Texto extraído:

--

Celebramos hoy la fiesta de la Exaltación de la Santa Cruz, es decir, celebramos la Fiesta de Jesucristo cantando su Primera Misa.
Antiguamente se decía «cantar» la primera Misa, por eso al neo sacerdote se le llamaba «misacantano», el que canta la primera Misa, «aún cuando sea rezada»[1]. En la actualidad ya no es tan común el término.
Por eso ustedes, muchas de las cuales tienen hermanos o parientes sacerdotes o seminaristas, deben saber que al seminarista hay algo que lo determina, y que es el fin de todas sus acciones y de todas sus obras, que es cantar la Misa. Por eso, cuando uno es seminarista y realmente tiene vocación, entra al Seminario ya pensando en su primera Misa, y durante el Seminario vive pensando en esa primera Misa, y a medida que van pasando los años cada vez más. En el fondo, la formación que se debe brindar en el Seminario es una formación para que el candidato sepa celebrar y celebre bien la Santa Misa. Cuando se va acercando el tiempo de la ordenación, ya piensa dónde será que la va a cantar por primera vez, cuándo., con ocasión de qué (normalmente es alguna fiesta de la Virgen María, o alguna fiesta importante), cómo., quién cantará en el coro, cómo se solemnizará; a quiénes invitar: parientes, amigos, conocidos; qué ornamentos usar, qué motivos llevará el estolón, cuáles serán los colores de la casulla y de la estola, cómo el alba. Cuál será el cáliz de la primera Misa. Porque realmente es algo muy importante cantar la primera Misa. Es el objeto de su vida, es el concretar su vocación. Es lo que ha de llenar luego todos los años que viva en este mundo, y ha de ser su gloria en la eternidad.

--

Consigna 1: Reproduce íntegro el texto sobre la primera Misa.

--

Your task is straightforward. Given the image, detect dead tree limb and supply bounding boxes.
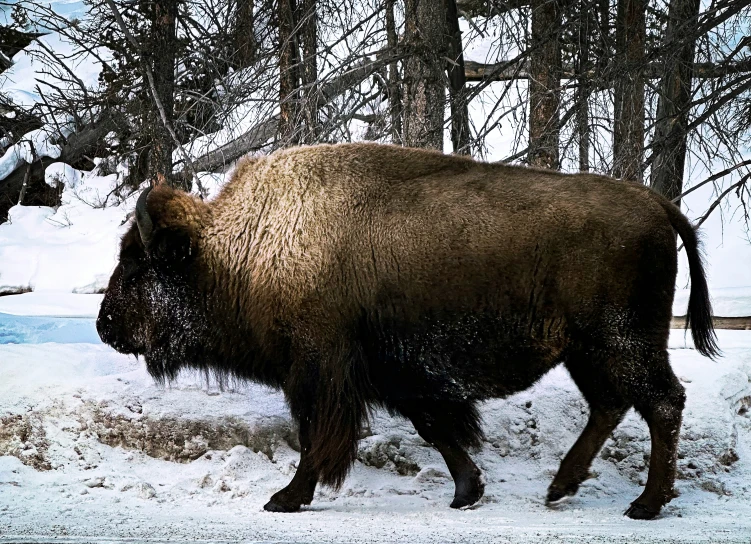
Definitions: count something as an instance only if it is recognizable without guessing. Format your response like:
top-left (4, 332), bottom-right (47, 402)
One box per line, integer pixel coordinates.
top-left (193, 55), bottom-right (398, 172)
top-left (106, 0), bottom-right (208, 196)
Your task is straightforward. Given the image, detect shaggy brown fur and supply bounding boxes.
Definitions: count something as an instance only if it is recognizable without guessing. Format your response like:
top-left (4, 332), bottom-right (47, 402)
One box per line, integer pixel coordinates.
top-left (97, 144), bottom-right (717, 518)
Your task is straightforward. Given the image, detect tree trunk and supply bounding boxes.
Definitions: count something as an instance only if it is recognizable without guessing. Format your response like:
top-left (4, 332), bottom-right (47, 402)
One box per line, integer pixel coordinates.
top-left (651, 0), bottom-right (699, 200)
top-left (613, 0), bottom-right (647, 181)
top-left (386, 0), bottom-right (404, 144)
top-left (445, 0), bottom-right (472, 155)
top-left (404, 0), bottom-right (448, 150)
top-left (231, 0), bottom-right (257, 68)
top-left (278, 0), bottom-right (300, 145)
top-left (576, 0), bottom-right (591, 172)
top-left (144, 0), bottom-right (180, 185)
top-left (296, 0), bottom-right (319, 143)
top-left (528, 0), bottom-right (561, 170)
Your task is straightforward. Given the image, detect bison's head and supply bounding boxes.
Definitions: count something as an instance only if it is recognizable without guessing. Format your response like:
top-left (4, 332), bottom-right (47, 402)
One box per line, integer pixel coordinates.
top-left (96, 186), bottom-right (209, 380)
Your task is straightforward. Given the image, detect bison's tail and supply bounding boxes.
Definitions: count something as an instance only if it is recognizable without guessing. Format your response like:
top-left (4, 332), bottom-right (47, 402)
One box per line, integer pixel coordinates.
top-left (659, 194), bottom-right (721, 359)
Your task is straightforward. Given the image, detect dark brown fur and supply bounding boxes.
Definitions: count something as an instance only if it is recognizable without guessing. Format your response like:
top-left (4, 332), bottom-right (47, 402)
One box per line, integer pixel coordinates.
top-left (97, 144), bottom-right (716, 518)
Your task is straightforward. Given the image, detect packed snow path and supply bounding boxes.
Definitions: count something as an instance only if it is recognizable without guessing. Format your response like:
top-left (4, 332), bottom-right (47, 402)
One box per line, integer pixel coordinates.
top-left (0, 318), bottom-right (751, 543)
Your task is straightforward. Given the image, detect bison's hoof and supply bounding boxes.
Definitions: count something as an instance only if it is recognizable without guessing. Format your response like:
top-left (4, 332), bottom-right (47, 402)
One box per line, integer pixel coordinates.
top-left (545, 489), bottom-right (573, 506)
top-left (263, 499), bottom-right (300, 512)
top-left (451, 475), bottom-right (485, 508)
top-left (623, 503), bottom-right (660, 519)
top-left (545, 484), bottom-right (579, 506)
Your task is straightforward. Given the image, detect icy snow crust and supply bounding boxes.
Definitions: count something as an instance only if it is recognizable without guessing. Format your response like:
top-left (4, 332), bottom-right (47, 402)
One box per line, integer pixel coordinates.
top-left (0, 331), bottom-right (751, 543)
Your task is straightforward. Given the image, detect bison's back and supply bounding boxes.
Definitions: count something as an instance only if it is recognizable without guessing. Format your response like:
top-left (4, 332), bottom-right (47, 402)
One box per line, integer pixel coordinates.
top-left (220, 144), bottom-right (676, 386)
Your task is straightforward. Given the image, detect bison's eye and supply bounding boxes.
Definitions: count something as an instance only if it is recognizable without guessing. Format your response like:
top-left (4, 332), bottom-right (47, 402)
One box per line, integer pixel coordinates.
top-left (120, 259), bottom-right (140, 282)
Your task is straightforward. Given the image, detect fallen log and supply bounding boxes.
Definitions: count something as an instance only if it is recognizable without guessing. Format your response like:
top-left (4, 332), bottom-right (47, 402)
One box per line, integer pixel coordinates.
top-left (192, 53), bottom-right (396, 172)
top-left (0, 114), bottom-right (116, 223)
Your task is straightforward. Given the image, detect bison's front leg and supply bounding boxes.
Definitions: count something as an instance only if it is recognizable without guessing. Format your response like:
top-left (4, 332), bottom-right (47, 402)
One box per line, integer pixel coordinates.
top-left (263, 420), bottom-right (318, 512)
top-left (398, 399), bottom-right (485, 508)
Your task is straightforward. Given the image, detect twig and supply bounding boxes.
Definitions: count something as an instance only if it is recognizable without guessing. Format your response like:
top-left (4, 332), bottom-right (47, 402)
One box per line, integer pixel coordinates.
top-left (101, 0), bottom-right (208, 197)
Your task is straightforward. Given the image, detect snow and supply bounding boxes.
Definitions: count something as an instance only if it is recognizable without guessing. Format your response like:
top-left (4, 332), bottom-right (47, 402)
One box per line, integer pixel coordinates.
top-left (0, 0), bottom-right (751, 544)
top-left (0, 167), bottom-right (136, 294)
top-left (0, 127), bottom-right (70, 179)
top-left (0, 292), bottom-right (102, 318)
top-left (0, 320), bottom-right (751, 543)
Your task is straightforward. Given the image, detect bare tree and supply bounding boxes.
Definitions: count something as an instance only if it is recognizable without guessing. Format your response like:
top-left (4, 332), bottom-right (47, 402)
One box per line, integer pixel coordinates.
top-left (527, 0), bottom-right (561, 169)
top-left (404, 0), bottom-right (448, 150)
top-left (613, 0), bottom-right (647, 181)
top-left (651, 0), bottom-right (699, 199)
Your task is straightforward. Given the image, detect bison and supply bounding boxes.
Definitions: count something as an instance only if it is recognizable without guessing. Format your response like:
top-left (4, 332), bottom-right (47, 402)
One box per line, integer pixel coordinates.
top-left (97, 144), bottom-right (718, 519)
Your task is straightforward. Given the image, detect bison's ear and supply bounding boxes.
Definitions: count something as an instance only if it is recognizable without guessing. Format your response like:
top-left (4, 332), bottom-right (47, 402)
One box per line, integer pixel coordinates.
top-left (148, 227), bottom-right (196, 265)
top-left (136, 185), bottom-right (209, 266)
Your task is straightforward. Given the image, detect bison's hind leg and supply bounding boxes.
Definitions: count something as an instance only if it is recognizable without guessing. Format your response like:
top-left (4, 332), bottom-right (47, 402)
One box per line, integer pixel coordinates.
top-left (548, 340), bottom-right (686, 519)
top-left (626, 350), bottom-right (686, 519)
top-left (396, 399), bottom-right (485, 508)
top-left (546, 354), bottom-right (631, 506)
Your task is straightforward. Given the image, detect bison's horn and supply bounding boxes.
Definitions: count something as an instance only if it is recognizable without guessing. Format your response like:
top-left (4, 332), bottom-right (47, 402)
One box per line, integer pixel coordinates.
top-left (136, 187), bottom-right (154, 247)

--

Consigna 2: Busca en el listado cada línea que contenga la palabra "brown" y cópiala tal cual. Distingue entre mayúsculas y minúsculas.

Solución del ejercicio 1:
Celebramos hoy la fiesta de la Exaltación de la Santa Cruz, es decir, celebramos la Fiesta de Jesucristo cantando su Primera Misa.
Antiguamente se decía «cantar» la primera Misa, por eso al neo sacerdote se le llamaba «misacantano», el que canta la primera Misa, «aún cuando sea rezada»[1]. En la actualidad ya no es tan común el término.
Por eso ustedes, muchas de las cuales tienen hermanos o parientes sacerdotes o seminaristas, deben saber que al seminarista hay algo que lo determina, y que es el fin de todas sus acciones y de todas sus obras, que es cantar la Misa. Por eso, cuando uno es seminarista y realmente tiene vocación, entra al Seminario ya pensando en su primera Misa, y durante el Seminario vive pensando en esa primera Misa, y a medida que van pasando los años cada vez más. En el fondo, la formación que se debe brindar en el Seminario es una formación para que el candidato sepa celebrar y celebre bien la Santa Misa. Cuando se va acercando el tiempo de la ordenación, ya piensa dónde será que la va a cantar por primera vez, cuándo., con ocasión de qué (normalmente es alguna fiesta de la Virgen María, o alguna fiesta importante), cómo., quién cantará en el coro, cómo se solemnizará; a quiénes invitar: parientes, amigos, conocidos; qué ornamentos usar, qué motivos llevará el estolón, cuáles serán los colores de la casulla y de la estola, cómo el alba. Cuál será el cáliz de la primera Misa. Porque realmente es algo muy importante cantar la primera Misa. Es el objeto de su vida, es el concretar su vocación. Es lo que ha de llenar luego todos los años que viva en este mundo, y ha de ser su gloria en la eternidad.

Solución del ejercicio 2:
Your task is straightforward. Given the image, detect shaggy brown fur and supply bounding boxes.
Your task is straightforward. Given the image, detect dark brown fur and supply bounding boxes.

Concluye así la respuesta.